:: Source document

A long list of such agents, verified by Soviet records made public after the 1990 fall of the communist government, was able both to relay confidential information to Moscow, and to influence policy decisions made in the United States. Many were native-born U.S. citizens, who willing chose to serve the communist conspiracy. One historian - William F. Buckley, Jr. - wrote in 1954:

Certainly one of the most effective arms of Soviet imperialism has been the strategically placed native of the free world who, for whatever perverse reason, has determined to serve the Communist cause.

One tactic used by the Soviets was the formation of a “popular front.” Using this tactic, communist agents would make alliances with already established social or political groups within the United States, usually groups whose views were similar to, but not the same as, communism. These alliances were formed for the sake of expediency - the communists were willing to befriend a group today and attack it tomorrow.

The “popular front” allowed communist agents to gain support and help from individuals and groups who were in some way sympathetic to aspects of the communist cause, but who were not communists themselves. The communists played on their naivety and on their sympathy for what seemed to be reasonable causes.

Thus a number of social and cultural organizations, large and small, scattered geographically across the country, began to function as communist fronts. At one point in the 1950s, there were over a hundred such fronts, including groups like the United May Day Committee, the Quad City Committee for Peace, Palo Alto Peace Club, Michigan School of Social Science, Industrial Workers of the World, Chopin Cultural Center, and many others.

Some of these fronts, and the individuals in them, helped unwittingly, and were known as ‘dupes.’ Others were aware that they were directly aiding Soviet agencies, and were sometimes called ‘fellow travelers.’

The Soviets recruited opinion makers in the media as part of this tactic. Famous journalists like I.F. Stone, known as “Izzy,” were on the payroll of the Soviet intelligence agencies like the NKGB and the NKVD (predecessors to the KGB). Stone wrote for the New York Post newspaper and Nation magazine from 1933 to 1946. Others, like New York Times reporter Walter Duranty, were not documented to have received payment from the Soviets, but aided them based on personal conviction.

::::

**Prompt**
Resume the passage on Soviet influence in the United States, picking up after its final sentence. The material that comes next is separate from the passage on Soviet influence in the United States.

:: Record set

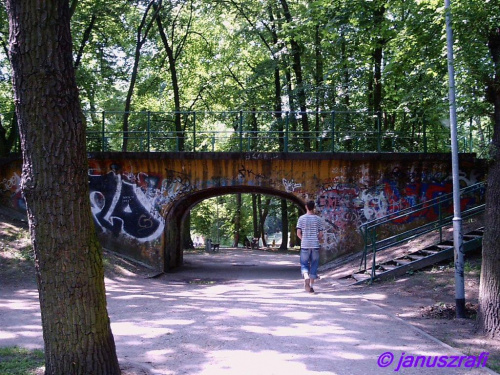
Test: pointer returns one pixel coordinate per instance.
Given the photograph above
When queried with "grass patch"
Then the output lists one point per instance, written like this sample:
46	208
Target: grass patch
20	361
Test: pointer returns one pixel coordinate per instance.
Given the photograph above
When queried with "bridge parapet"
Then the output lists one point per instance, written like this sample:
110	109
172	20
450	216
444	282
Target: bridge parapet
139	200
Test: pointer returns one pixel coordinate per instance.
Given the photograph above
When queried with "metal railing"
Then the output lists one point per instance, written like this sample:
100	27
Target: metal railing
382	233
251	131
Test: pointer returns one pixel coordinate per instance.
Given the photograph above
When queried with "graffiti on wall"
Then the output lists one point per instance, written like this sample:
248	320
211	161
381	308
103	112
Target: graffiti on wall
347	205
122	207
11	187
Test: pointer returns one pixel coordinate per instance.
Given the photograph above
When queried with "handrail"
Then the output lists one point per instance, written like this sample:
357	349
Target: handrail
331	131
439	205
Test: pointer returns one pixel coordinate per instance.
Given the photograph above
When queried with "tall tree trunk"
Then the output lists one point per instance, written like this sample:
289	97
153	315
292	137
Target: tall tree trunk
318	77
489	288
68	257
296	52
255	217
263	212
284	225
7	142
237	221
172	64
187	241
277	84
375	102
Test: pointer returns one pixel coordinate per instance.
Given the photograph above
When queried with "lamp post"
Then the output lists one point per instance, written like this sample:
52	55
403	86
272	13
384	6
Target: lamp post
457	219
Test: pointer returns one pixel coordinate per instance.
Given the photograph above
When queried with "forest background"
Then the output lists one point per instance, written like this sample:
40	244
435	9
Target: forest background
383	59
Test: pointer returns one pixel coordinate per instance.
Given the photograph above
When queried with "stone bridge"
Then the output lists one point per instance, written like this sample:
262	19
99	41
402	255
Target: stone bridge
139	200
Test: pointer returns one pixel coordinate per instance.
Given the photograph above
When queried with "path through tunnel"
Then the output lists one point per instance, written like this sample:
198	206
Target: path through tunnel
175	218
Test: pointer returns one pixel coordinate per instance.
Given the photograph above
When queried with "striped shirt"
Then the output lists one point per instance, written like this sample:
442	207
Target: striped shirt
310	226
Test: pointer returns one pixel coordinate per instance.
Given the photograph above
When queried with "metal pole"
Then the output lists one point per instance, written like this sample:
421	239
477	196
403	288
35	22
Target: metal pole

::::

**Task output**
A small but active group of academics and fine arts professionals constituted another front. Many of them were drawn to the Communist Party (CPUSA) because it seemed to espouse noble humanitarian ideals. This ‘front’ group was not a formal organization, but more like a social fad. Some were, and some were not, aware of internal CPUSA documents which set a “violent revolution” as the party’s goal. In 1954, Congress passed the Communist Control Act, which came close to making the party illegal, but stopped short of actually doing that. The nation valued the freedom of ideas too much to make a party illegal. The party’s espionage and sabotage activities were still, however, outlawed.

Surveying Congress’s efforts to reduce the Soviet threat, Buckley writes:

As far back as the twenties, many Americans were aware that Communism was more than a proposal for political change which would take its chances “in the marketplace of ideas.” Communism, it was recognized, was a relentless political-military conspiracy. A Committee of the House of Representatives was soon instructed to investigate the Communist conspiracy in the United States. The Committee operated in the increasingly difficult climate of the Popular Front, when great numbers of Western intellectuals had entered into an enthusiastic concordat with Stalin. Slowly and haphazardly our lawmakers sought to adjust our statute books to the realities of the Communist menace.

Congress passed various bits of legislation to deal with the danger. When it became clear that paid Soviet agents like Hiss had worked their way into jobs which gave them one-on-one access to the president in private conversations, the legislation focused on how to screen federal employees, especially those shaping policy or having access to sensitive military information.

The difficult aspect of such legislation was ensuring that civil rights would not be injured in the course of - paradoxically - trying to preserve the society which is based on them and which values them. Buckley describes Congress’s actions:

In 1938, the McCormack Act ordered all agents of foreign governments to register with the Department of Justice. The Hatch Act of 1939 excluded from Federal employment members of any organization that advocates the forcible overthrow of our constitutional form of government. The Smith Act of 1940 forbade Americans to conspire to teach or advocate the overthrow of the U.S. government by force or violence.

Of these laws, the Smith Act caused the most concern. Did it injure First Amendment rights to freedom of expression? It not only outlawed the violent overthrow of the government, but outlawed any action to “teach, advocate, or encourage” such violence. It made liable anyone who “prints, publishes, sells, circulates, or displays” material which teaches, advocates, or encourages this violence. This is a nuanced question for any free society: how do we protect freedom without destroying it in the process of protecting it?

Other actions taken by federal agencies, by contrast, clearly did not injure civil rights. It is noncontroversial that those hired to shape policy or have access to military intelligence must be vetted. National security took a step toward the safety of ordinary citizens by doing this, as Buckley notes:

In 1942, surprisingly, an alert Civil Service Commission enunciated loyalty criteria which were to govern federal agencies in determining whom to hire. It was stipulated that, in case of “reasonable doubt” as to his loyalty, an applicant must be regarded as unemployable.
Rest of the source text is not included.